Transcribe each record exactly. Omit the pictures.

-------- Records for this exercise

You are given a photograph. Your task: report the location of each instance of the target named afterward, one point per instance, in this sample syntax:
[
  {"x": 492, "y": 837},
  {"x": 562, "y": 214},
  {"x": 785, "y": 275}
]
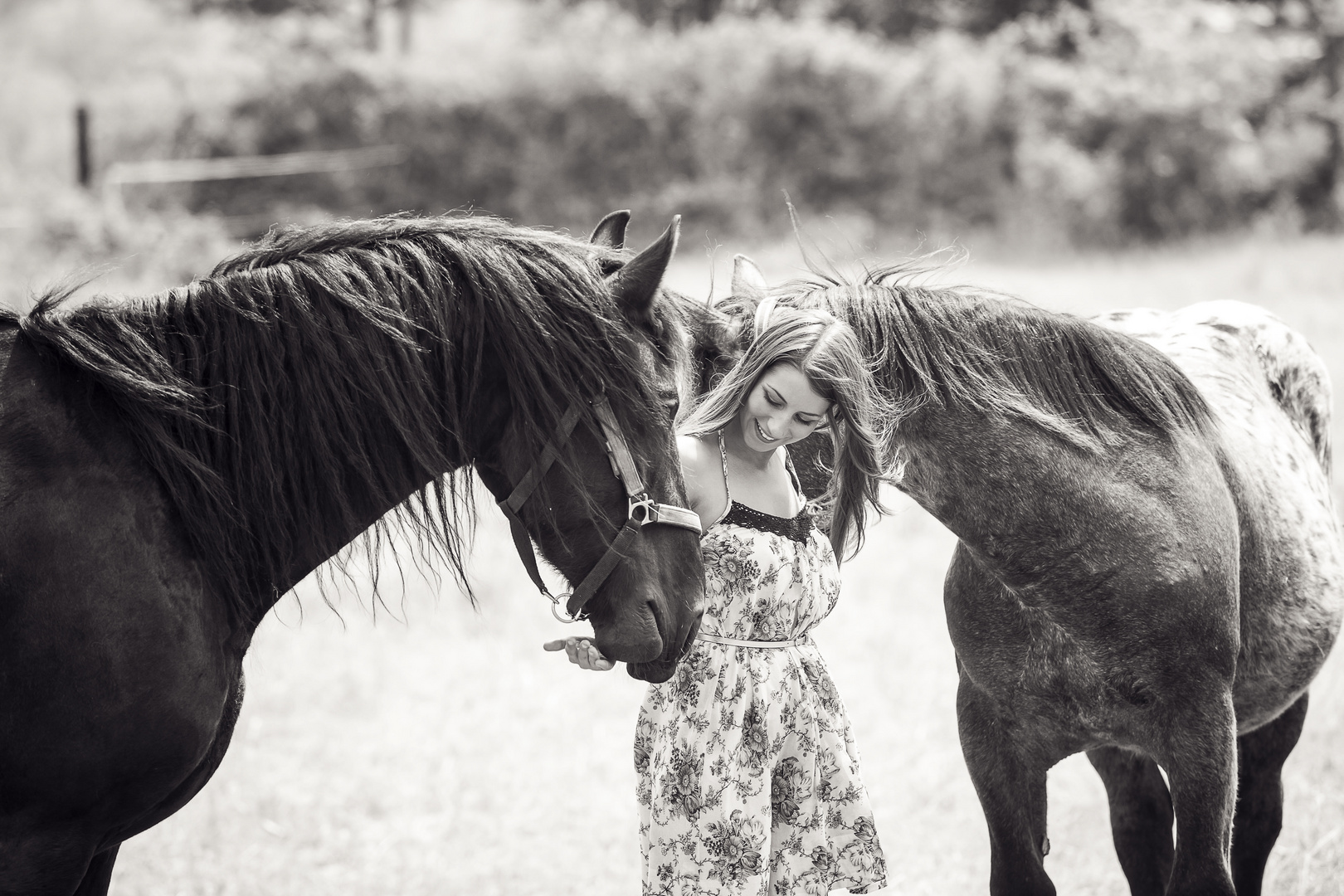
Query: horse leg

----------------

■ **Response to the task**
You are given a photograph. Your task: report the location of each instance of the target named afterward, one point per instance, in this sample syntax:
[
  {"x": 492, "y": 837},
  {"x": 562, "y": 214},
  {"x": 785, "y": 275}
]
Query: horse leg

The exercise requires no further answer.